PAGE EXTRACT below:
The European Central Bank (ECB) left its key interest rate unchanged Thursday at a record-high 4%, keeping credit expensive for businesses and consumers as it tries to affirm inflation is entirely under control before moving onto cuts, a move expected later this year.
The question is, how much later this year? Financial markets are expecting a rate cut as early as April, while ECB President Christine Lagarde has indicated it likely would happen this summer.
Analysts expect her to use a news conference later Thursday to underline that the bank needs to see more proof that painful inflation – which has made everything from groceries to energy more expensive – has been beaten down.
Lagarde is faced with financial markets that are anticipating cuts as early as April, and stock prices that have risen and fallen depending on hopes for a boost from lower rates.
She has cautioned that the bank will make decisions based on the latest figures about the economy’s health rather than making longer-term promises.
The ECB kept its benchmark rate steady at 4%, also the path taken by Norway’s central bank Thursday. The same day, the central bank in Türkiye, where inflation runs at nearly 65%, raised its key rate to 45%, expected to be the last increase for some time.
Stock investors saw their holdings, such as those in U.S. retirement accounts, soar in the last weeks of 2023 as the U.S. Federal Reserve (Fed) and ECB indicated that a rapid series of rate hikes was ending. Fed Chair Jerome Powell said officials discussed prospects for rate cuts at the bank's December meeting, and the U.S. central bank has indicated it would cut its key interest rate three times this year.
The S&P 500, a broad measure of U.S. large company shares, has hit record highs this week, and European indexes also have risen. The global stock rally faces questions about whether gains can continue.
Rate cuts make riskier investments like stocks more attractive than safer bets like money market accounts and certificates of deposit. They also stimulate business activity and thus prospects for share prices to go higher.
Expectations for rate cuts have been fueled by the drop in inflation in Europe to 2.9% in December from the peak of 10.6% in October 2022. In a little over a year, the ECB raised its key rate from negative levels – which made it cheap to borrow money to buy a house or invest in a business – to a record-high 4%.
End of PAGE EXTRACT.
RECORD SET below:
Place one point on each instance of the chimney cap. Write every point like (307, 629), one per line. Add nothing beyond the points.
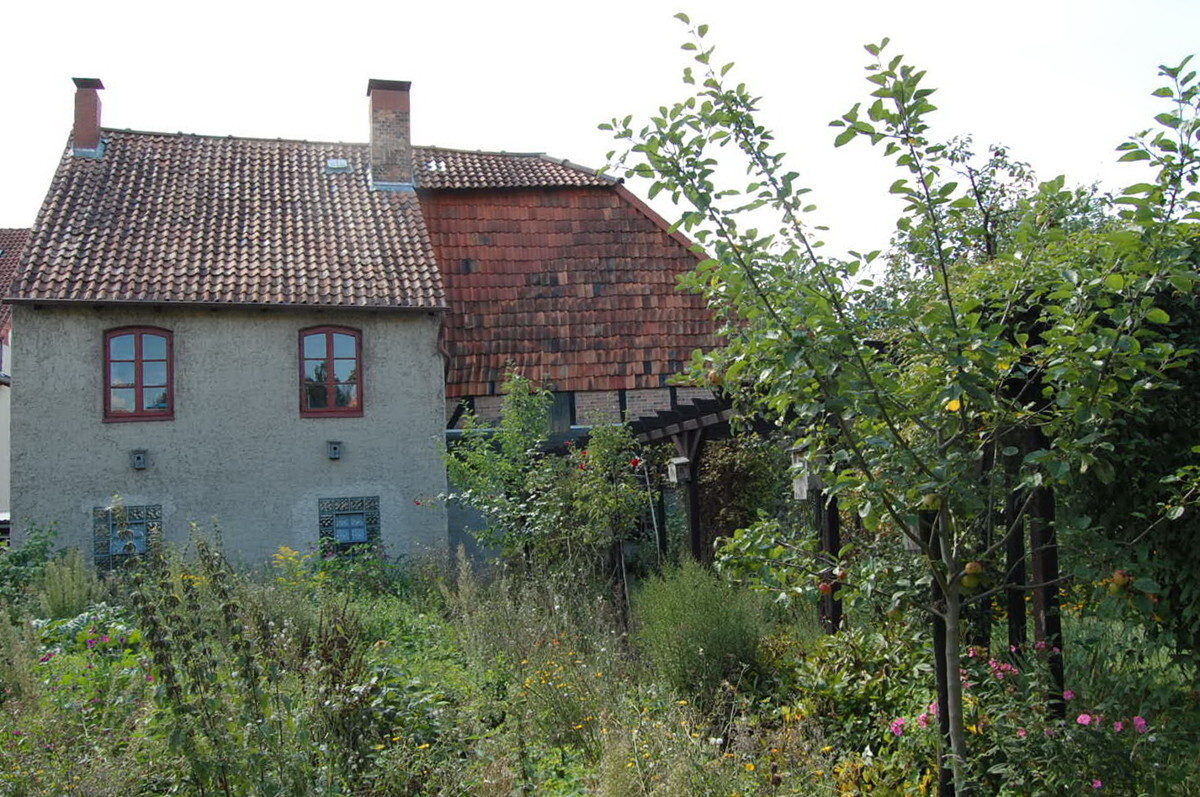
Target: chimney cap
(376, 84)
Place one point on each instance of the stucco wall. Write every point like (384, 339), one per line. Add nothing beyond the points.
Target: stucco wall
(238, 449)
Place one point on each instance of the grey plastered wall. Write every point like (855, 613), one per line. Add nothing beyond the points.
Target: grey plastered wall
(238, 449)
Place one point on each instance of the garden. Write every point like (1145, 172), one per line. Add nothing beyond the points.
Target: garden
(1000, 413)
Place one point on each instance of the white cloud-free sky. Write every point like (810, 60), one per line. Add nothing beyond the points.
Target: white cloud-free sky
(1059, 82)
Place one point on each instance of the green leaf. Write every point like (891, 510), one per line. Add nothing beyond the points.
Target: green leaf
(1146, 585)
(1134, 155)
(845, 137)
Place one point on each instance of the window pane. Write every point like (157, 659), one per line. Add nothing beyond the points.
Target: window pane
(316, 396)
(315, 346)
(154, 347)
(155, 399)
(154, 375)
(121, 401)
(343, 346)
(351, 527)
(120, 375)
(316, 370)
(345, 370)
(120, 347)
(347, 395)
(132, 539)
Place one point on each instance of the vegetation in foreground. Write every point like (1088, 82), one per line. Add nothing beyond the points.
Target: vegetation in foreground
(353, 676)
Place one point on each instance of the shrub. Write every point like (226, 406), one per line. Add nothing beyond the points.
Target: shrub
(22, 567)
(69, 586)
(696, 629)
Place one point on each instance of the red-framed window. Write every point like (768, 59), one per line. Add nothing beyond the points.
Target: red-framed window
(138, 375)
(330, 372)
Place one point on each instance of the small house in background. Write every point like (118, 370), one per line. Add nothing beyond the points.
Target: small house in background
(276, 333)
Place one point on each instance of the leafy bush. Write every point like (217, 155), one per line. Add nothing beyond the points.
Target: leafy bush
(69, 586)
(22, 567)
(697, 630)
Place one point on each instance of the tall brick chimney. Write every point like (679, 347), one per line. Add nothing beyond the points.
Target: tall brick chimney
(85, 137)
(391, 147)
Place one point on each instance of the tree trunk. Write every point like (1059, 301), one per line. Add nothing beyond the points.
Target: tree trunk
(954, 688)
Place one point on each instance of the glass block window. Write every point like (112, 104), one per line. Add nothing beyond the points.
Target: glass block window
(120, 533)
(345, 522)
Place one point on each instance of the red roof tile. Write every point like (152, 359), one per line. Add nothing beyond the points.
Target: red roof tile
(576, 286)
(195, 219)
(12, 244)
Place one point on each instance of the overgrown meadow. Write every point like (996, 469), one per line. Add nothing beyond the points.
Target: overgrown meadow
End of RECORD SET.
### [EXPLORE THE MATERIAL]
[A] According to the report on the ECB rate decision, why would rate cuts tend to lift stock prices? Answer in one to three sentences.
[B] Continue the report on the ECB rate decision from the point where it stops.
The rows have no role in this work.

### [ANSWER SECTION]
[A] Rate cuts make riskier investments such as stocks more attractive than safer options like money market accounts and certificates of deposit. They also stimulate business activity, which improves the prospects for share prices to rise.

[B]
While rate hikes are a central bank's chief weapon to snuff out inflation, they also can slow the economy – which has been seen in Europe and countries around the world, feeding expectations for cuts now that inflation has dropped closer to preferred levels.
The economy of the 20 European Union member countries that share the euro currency, where the ECB sets interest rates, shrank slightly in the July-to-September quarter of last year. Expectations are no better for the following months.
The economic squeeze follows a surge of inflation fueled by a supply chain crunch during the COVID-19 pandemic and then higher food and energy prices tied to Russia's war in Ukraine. The worst of the energy costs and supply problems have eased, but inflation has spread through the economy as workers push for higher wages to keep up with the boost in prices they're paying.
Analysts say there are good reasons for the ECB to move cautiously. For one, having to reverse course and raise rates if inflation doesn't keep falling – or spikes again – would only prolong the pain from tighter credit.
Another is the speed of pay raises for Europe's workers. ECB officials have indicated that they want to see figures for wage increases for the first months of this year before deciding where they think inflation is headed.
"Lagarde will likely keep the door wide open for a first cut in June without fully committing to it,” according to analysts at Berenberg Bank. "By emphasizing the need for more data on inflation dynamics in early 2024, she may push back gently against market expectations for a first rate cut in April.”
Additionally, attacks by Yemen's Houthi rebels on ships in the Red Sea have forced many vessels bringing consumer goods and energy supplies to Europe to avoid the Suez Canal and take a longer journey around the tip of Africa.
The disruption has so far not led to higher oil prices but has added to shipping costs for companies and underlined uncertainty about energy supplies and whether businesses could pass along higher expenses to consumers that would fuel a new round of inflation.